-- Start --
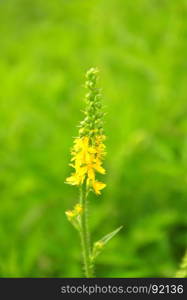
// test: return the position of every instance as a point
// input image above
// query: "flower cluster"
(89, 150)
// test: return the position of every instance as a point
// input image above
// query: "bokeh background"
(140, 48)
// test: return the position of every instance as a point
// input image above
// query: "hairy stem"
(84, 234)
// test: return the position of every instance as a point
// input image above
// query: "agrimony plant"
(182, 272)
(88, 153)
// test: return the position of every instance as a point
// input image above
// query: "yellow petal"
(98, 186)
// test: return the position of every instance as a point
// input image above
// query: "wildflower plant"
(88, 154)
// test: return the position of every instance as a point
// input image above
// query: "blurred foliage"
(140, 47)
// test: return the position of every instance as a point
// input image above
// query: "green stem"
(84, 234)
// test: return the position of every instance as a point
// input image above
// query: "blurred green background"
(140, 48)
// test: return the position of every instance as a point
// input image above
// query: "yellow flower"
(98, 186)
(89, 150)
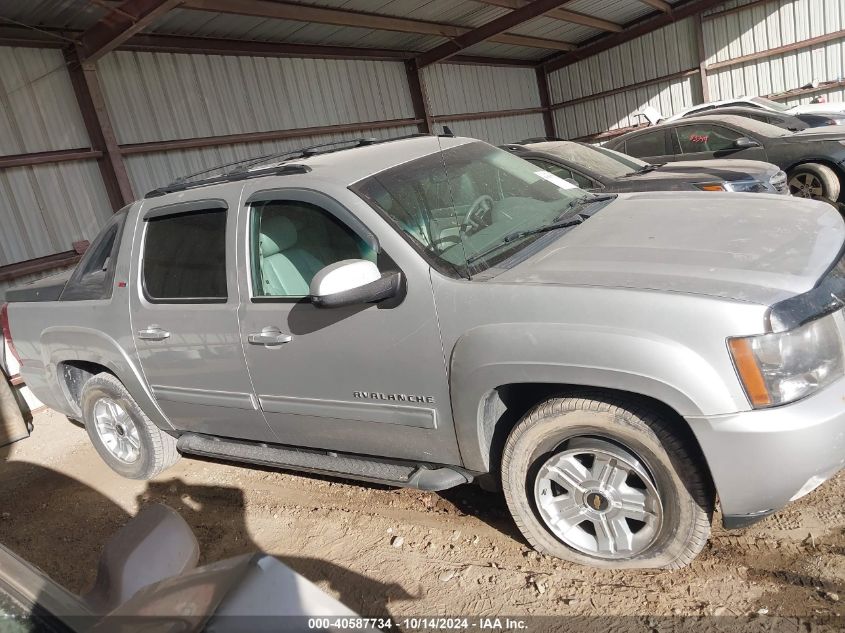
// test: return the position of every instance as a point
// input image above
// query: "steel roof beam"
(358, 19)
(660, 5)
(489, 31)
(634, 30)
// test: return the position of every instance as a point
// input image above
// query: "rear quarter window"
(651, 144)
(94, 275)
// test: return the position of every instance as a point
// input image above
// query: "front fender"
(488, 357)
(78, 343)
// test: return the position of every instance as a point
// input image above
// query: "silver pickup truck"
(429, 311)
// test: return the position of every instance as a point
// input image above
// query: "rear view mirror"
(744, 142)
(352, 282)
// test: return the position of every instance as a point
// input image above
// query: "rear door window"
(648, 144)
(705, 138)
(94, 275)
(185, 257)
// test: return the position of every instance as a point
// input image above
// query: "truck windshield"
(598, 159)
(455, 204)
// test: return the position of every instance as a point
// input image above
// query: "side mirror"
(352, 282)
(744, 142)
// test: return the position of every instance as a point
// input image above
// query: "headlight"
(784, 367)
(778, 182)
(748, 186)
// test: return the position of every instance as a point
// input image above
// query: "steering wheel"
(474, 219)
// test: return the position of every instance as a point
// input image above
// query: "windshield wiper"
(645, 169)
(511, 237)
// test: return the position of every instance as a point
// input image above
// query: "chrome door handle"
(153, 333)
(269, 336)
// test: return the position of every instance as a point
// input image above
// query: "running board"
(404, 474)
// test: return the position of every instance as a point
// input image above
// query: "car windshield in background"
(771, 105)
(461, 202)
(603, 161)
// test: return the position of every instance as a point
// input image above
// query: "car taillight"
(714, 186)
(7, 331)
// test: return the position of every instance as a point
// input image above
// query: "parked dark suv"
(813, 159)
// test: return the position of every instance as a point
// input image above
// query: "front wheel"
(814, 181)
(122, 434)
(600, 483)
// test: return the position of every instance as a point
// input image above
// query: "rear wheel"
(813, 180)
(122, 434)
(599, 483)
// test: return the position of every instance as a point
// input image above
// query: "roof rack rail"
(246, 168)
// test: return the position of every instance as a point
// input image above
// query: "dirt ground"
(403, 552)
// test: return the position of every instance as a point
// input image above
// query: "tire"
(656, 479)
(121, 433)
(812, 180)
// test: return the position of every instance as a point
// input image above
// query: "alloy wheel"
(599, 499)
(117, 430)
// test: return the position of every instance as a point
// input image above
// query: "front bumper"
(761, 460)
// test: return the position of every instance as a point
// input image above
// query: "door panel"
(365, 379)
(652, 146)
(185, 319)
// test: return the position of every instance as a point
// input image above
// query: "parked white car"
(764, 104)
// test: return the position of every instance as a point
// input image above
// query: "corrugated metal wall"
(664, 52)
(500, 130)
(673, 49)
(464, 89)
(35, 95)
(772, 25)
(162, 96)
(460, 89)
(43, 208)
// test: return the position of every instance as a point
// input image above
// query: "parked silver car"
(431, 311)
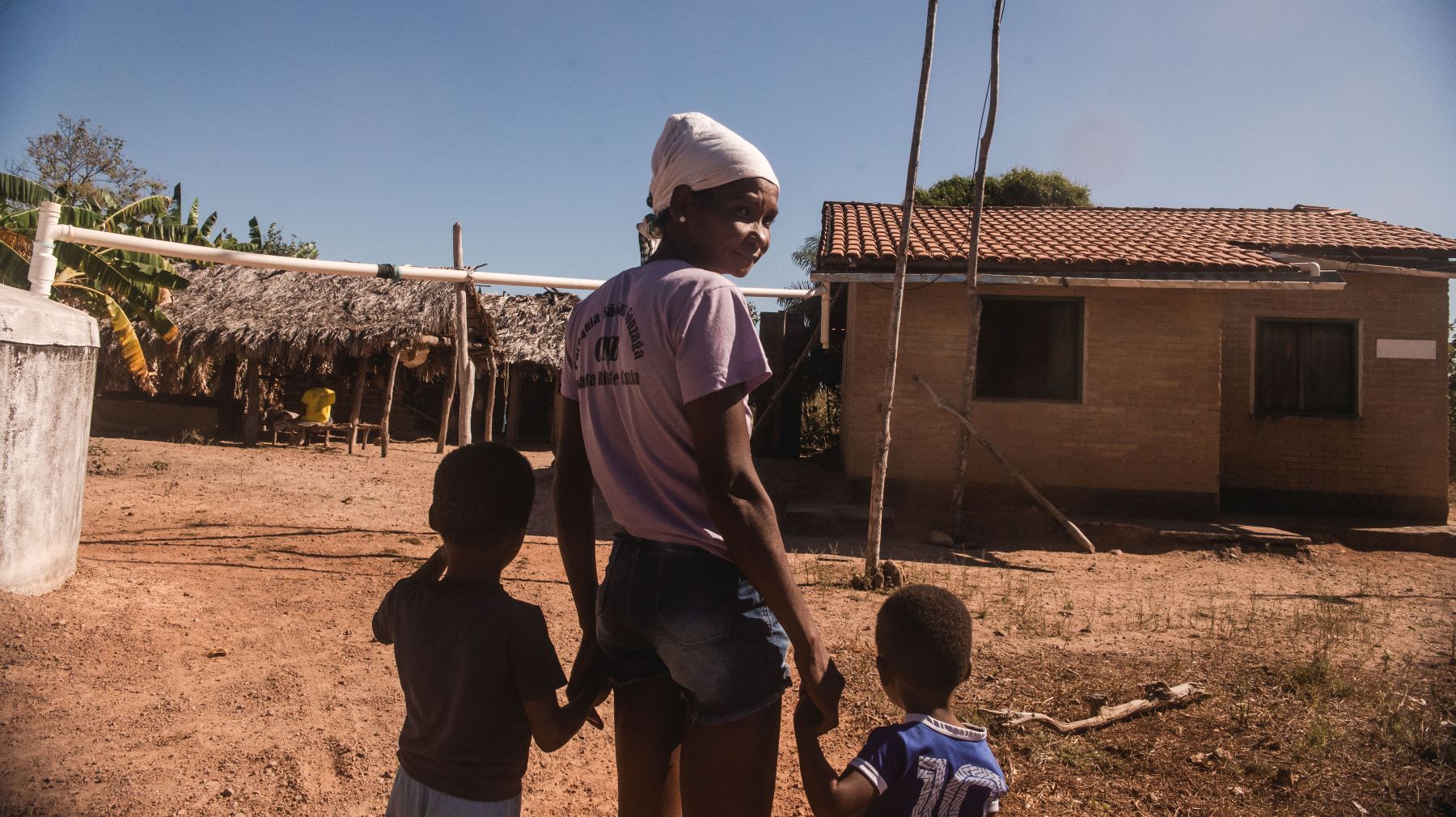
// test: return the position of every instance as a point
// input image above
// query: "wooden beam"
(252, 421)
(389, 404)
(1159, 696)
(897, 293)
(446, 402)
(465, 371)
(491, 373)
(358, 400)
(973, 296)
(1046, 504)
(513, 404)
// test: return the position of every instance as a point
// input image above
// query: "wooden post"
(227, 400)
(446, 404)
(557, 407)
(463, 369)
(252, 421)
(973, 296)
(389, 402)
(877, 484)
(513, 404)
(1046, 504)
(358, 400)
(491, 371)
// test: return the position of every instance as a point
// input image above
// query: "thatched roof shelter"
(302, 320)
(531, 328)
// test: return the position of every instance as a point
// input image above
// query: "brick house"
(1153, 362)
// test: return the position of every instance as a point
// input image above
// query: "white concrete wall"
(47, 376)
-- End --
Task to complete | Transcribe the records word for word and include no pictures.

Task output |
// test: return the position of every instance as a point
// input image above
// query: "flower cluster"
(89, 150)
// test: return the position of every instance as a point
// input image above
// query: "bokeh background"
(140, 48)
// test: return the position of every instance as a point
// input image above
// query: "hairy stem"
(84, 234)
// test: return the position of every instance as a point
// input image above
// query: "agrimony plant"
(182, 272)
(88, 153)
// test: return the position of every instance as a point
// input image above
// query: "yellow petal"
(98, 186)
// test: return the position of every instance as a point
// input image above
// query: "wildflower plant"
(88, 154)
// test: return the position of every instance as a point
// input image above
// query: "blurred foliage"
(140, 47)
// test: return the position of every instance as a point
// input image above
// query: "green stem"
(84, 234)
// test: return the position of every instance as a point
// input image above
// query: "blurred green background"
(140, 48)
// test: return the position of every instance as a point
// input image above
// query: "yellow flower"
(98, 186)
(89, 150)
// test: return the position of every instance as a point
// input image above
// query: "steel roof beam"
(358, 19)
(660, 5)
(489, 31)
(634, 30)
// test: return the position of every instance as a point
// input image above
// query: "rear quarter window"
(651, 144)
(94, 275)
// test: return the position of every instance as a point
// input image above
// query: "front fender"
(488, 357)
(78, 343)
// test: return the position of every instance as a point
// input image above
// query: "silver pickup truck"
(429, 311)
// test: return the position of every instance as a point
// input image above
// query: "rear view mirror"
(744, 142)
(352, 282)
// test: return the position of every instance as a point
// input image above
// query: "rear door window"
(648, 144)
(705, 138)
(94, 275)
(185, 257)
// test: return the position of every instance as a point
// input image above
// query: "truck windshield"
(598, 159)
(455, 204)
// test: return the position of every instance as a point
// input image above
// query: "side mirror"
(352, 282)
(744, 142)
// test: return the position of every instance as a point
// input image above
// query: "headlight"
(784, 367)
(778, 182)
(748, 186)
// test: return the position of every instance as a point
// input image above
// query: "steering wheel"
(474, 219)
// test: return the position of every instance as a point
// input image above
// query: "windshield wiper"
(645, 169)
(511, 237)
// test: return the position of every instance as a point
// input image above
// query: "chrome door handle"
(153, 333)
(269, 336)
// test: return the position of every instance as a point
// input image above
// query: "running board"
(404, 474)
// test: return the position of every instance as a point
// input image above
// query: "car windshield in background"
(771, 105)
(461, 202)
(603, 161)
// test: return the position of every instance as a point
// input image above
// query: "car taillight"
(714, 186)
(7, 331)
// test: return the position of every instance as a point
// input image above
// query: "parked dark suv"
(813, 159)
// test: return the position of every instance as a point
// input image above
// query: "front wheel"
(814, 181)
(122, 434)
(600, 483)
// test: return the position of every instance as a point
// input image above
// query: "rear wheel"
(813, 180)
(122, 434)
(599, 483)
// test: return the position of every instance as a point
// input image above
// query: "roof rack rail"
(246, 168)
// test: return the position of every instance as a point
// input image above
// query: "dirt ground"
(403, 552)
// test: return the position of every instance as a point
// input image above
// query: "tire"
(656, 479)
(121, 433)
(812, 180)
// test: return the position of every instance as a point
// input image above
// query: "alloy wheel"
(599, 499)
(117, 430)
// test: return the position of every instance as a point
// input image above
// query: "front bumper"
(761, 460)
// test: return the position of every instance as a point
// input image above
// query: "door panel"
(365, 379)
(652, 146)
(185, 319)
// test: return the position of every instance as a point
// input image above
// query: "parked white car"
(764, 104)
// test: return the position of every instance as a point
// input image above
// query: "corrugated metal wall"
(664, 52)
(500, 130)
(673, 49)
(464, 89)
(35, 95)
(772, 25)
(162, 96)
(460, 89)
(43, 208)
// test: return the position of every instance as a point
// input image above
// query: "parked silver car"
(431, 311)
// test: return the position of every instance as a point
// input image above
// query: "wooden beam"
(252, 421)
(389, 404)
(1159, 696)
(897, 293)
(446, 402)
(465, 371)
(491, 373)
(358, 400)
(973, 296)
(1046, 504)
(513, 404)
// test: return the position of every instance as a point
// input image above
// query: "wooden post"
(227, 400)
(446, 404)
(557, 407)
(463, 369)
(252, 421)
(973, 296)
(389, 402)
(877, 484)
(513, 404)
(1046, 504)
(358, 400)
(491, 371)
// test: return the position of every instance as a point
// input image above
// query: "thatched roof shelter"
(302, 320)
(531, 328)
// test: return the position of every instance as a point
// input image above
// query: "brick house"
(1153, 362)
// test: return the position of every instance as a point
// input image above
// query: "white concrete wall"
(47, 376)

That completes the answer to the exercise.